** Texte fourni **
+ + +

En plus d'un court-métrage de 20 min nommé La chevelure (1960), adapté de la célèbre nouvelle de Maupassant, en plus de ce long-métrage et d'une dizaine de films, Kyrou s'est illustré par la critique en étant l'auteur de l'ouvrage qui fait tjrs autorité Le Surréalisme au cinéma (1954).
Casting :
Réalisé par : Ado KYROU
Avec : Nathalie Delon , Franco Nero, Elisabeth WIENER.
Scénario : Carrière + Buñuel adapté de Le Moine de Lewis.
Qu'est-ce que Le Moine de Lewis ?
Voici :
Classique de la littérature gothique et classique de la littérature tout court, Le Moine fut longtemps considéré par les surréalistes, Breton en tête, comme le modèle de leur courant, avec Les Chants de Maldoror du comte de Lautréamont ou encore les écrits si vertueux du Marquis de Sade. La controverse les relie volontiers !
Ce qui peut rassembler ces trois oeuvres, ce sont effectivement leur répercussion sur leurs sociétés : en ce qui nous concerne, en Angleterre, Matthew Gregory Lewis est présenté comme un envoyé de Satan, avec son oeuvre blasphématoire écrite à tout juste 19 ans, tissant avec un style des plus léchés, cette histoire sulfureuse et terrifiante, s'imprégnant des parfums du romantisme noir allemand (on retiendra l'influence certaine du Petit Pierre de Christian Heinrich Spiess, 1793) - conseillé par son père, Lewis avait séjourné en Allemagne et avait traduit des oeuvres de Schiller - et des romans picaresques où l'aventure et la vie de bohème s'associent pleinement. En filigrane, impossible de ne pas retrouver l'idéologie des Lumières qui combat toute forme d'obscurantisme y compris celle des doctes religieux, ainsi que l'anticléricalisme français - là-dessus, le rapprochement avec La Religieuse de Diderot est indéniable. Lewis, l'un des premiers artistes à avoir découvert les horreurs dans les colonies de Saint-Domingue suite à l'héritage imposant laissé par son défunt père, ce jeune dont l'audace n'est plus à vérifier, décide d'imprimer la face cachée de l'homme en posant des questions toujours sans réponses : religion, l'affaire du mariage des prêtres, apparitions, prophéties, rêves prémonitoires, le rôle du fatum dans la vie de chacun, le tout enjolivé par le parfum de mystère qu'il insuffle à travers son oeuvre.

+ + +

** Consigne **
Poursuivez le texte ci-dessus sur Le Moine de Lewis à partir de sa dernière phrase.

+ + +

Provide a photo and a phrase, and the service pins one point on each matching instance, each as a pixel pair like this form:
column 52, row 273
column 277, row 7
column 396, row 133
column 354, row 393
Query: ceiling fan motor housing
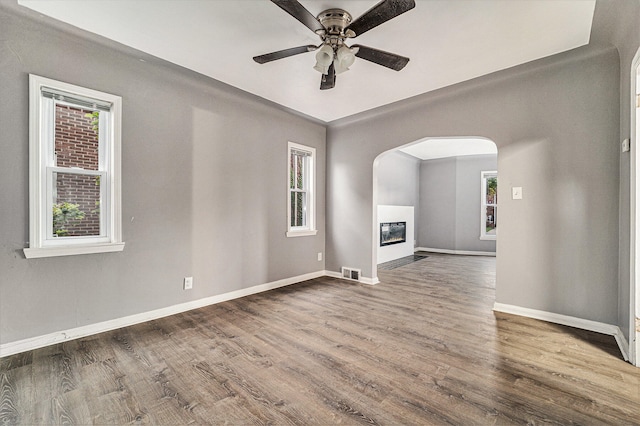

+ + +

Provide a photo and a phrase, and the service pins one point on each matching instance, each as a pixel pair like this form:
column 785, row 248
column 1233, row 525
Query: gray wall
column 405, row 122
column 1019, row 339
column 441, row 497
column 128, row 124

+ + +

** Réponse **
Faudra-t-il affirmer pour le lecteur méfiant que l'impact religieux sur le livre n'est pas aussi important qu'aujourd'hui ? Qu'il ne sera pas aussi scandalisé par les lubricités d'un moine ?
Qu'il badinera du romantisme de pacotille entre les protagonistes ? Votre lecteur vous le dit : tout ceci n'est qu'ornement. La justesse de la narration l'emportera sur le principe dangereux de la représentativité. Parce que derrière cette architecture littéraire éclate une histoire parfaitement structurée, nous sommes entraînés dans un labyrinthe et Lewis nous tient la main avec fermeté. À la fin, c'était comme si on regardait la main de l'auteur, et qu'on retenait une main pourrie. Voilà l'équivalence du choc que l'on pourrait ressentir. S'il est classique, c'est aussi parce que Le Moine pose les bases du roman gothique : personnages déchirés, pactes avec le diable, innocence virginale pervertie par les griffes du mal, malédictions familiales, héros byroniens aux échos vampiriques, etc.
« Le roman contient des descriptions effroyables, comme l'incantation dans les caveaux sous le cimetière du couvent, l'incendie du couvent, et la fin sans appel du misérable prieur. Dans l'intrigue secondaire où le marquis de Las Cisternas rencontre le spectre de son ancêtre pécheresse, la Nonne sanglante, il y a beaucoup de passages extrêmement forts ; notamment la visite du cadavre animé au chevet du marquis, et le rite cabalistique où le Juif errant l'aide à comprendre et bannir la morte qui le tourmentait. Néanmoins, Le Moine traîne fâcheusement en longueur si on le lit dans son entier. Il est trop long, prolixe, et perd beaucoup de sa puissance par sa désinvolture et une réaction excessive et maladroite contre ces règles de bienséance dont Lewis le premier méprisait la pruderie. De l'auteur on peut dire en tout cas qu'il ne compromit jamais ses visions fantomatiques par une explication naturelle. Il réussit à rompre la tradition radcliffienne et à étendre le domaine du roman gothique. » (Épouvante et surnaturel en littérature, Lovecraft aux éditions Robert Laffont, collection « Bouquins »)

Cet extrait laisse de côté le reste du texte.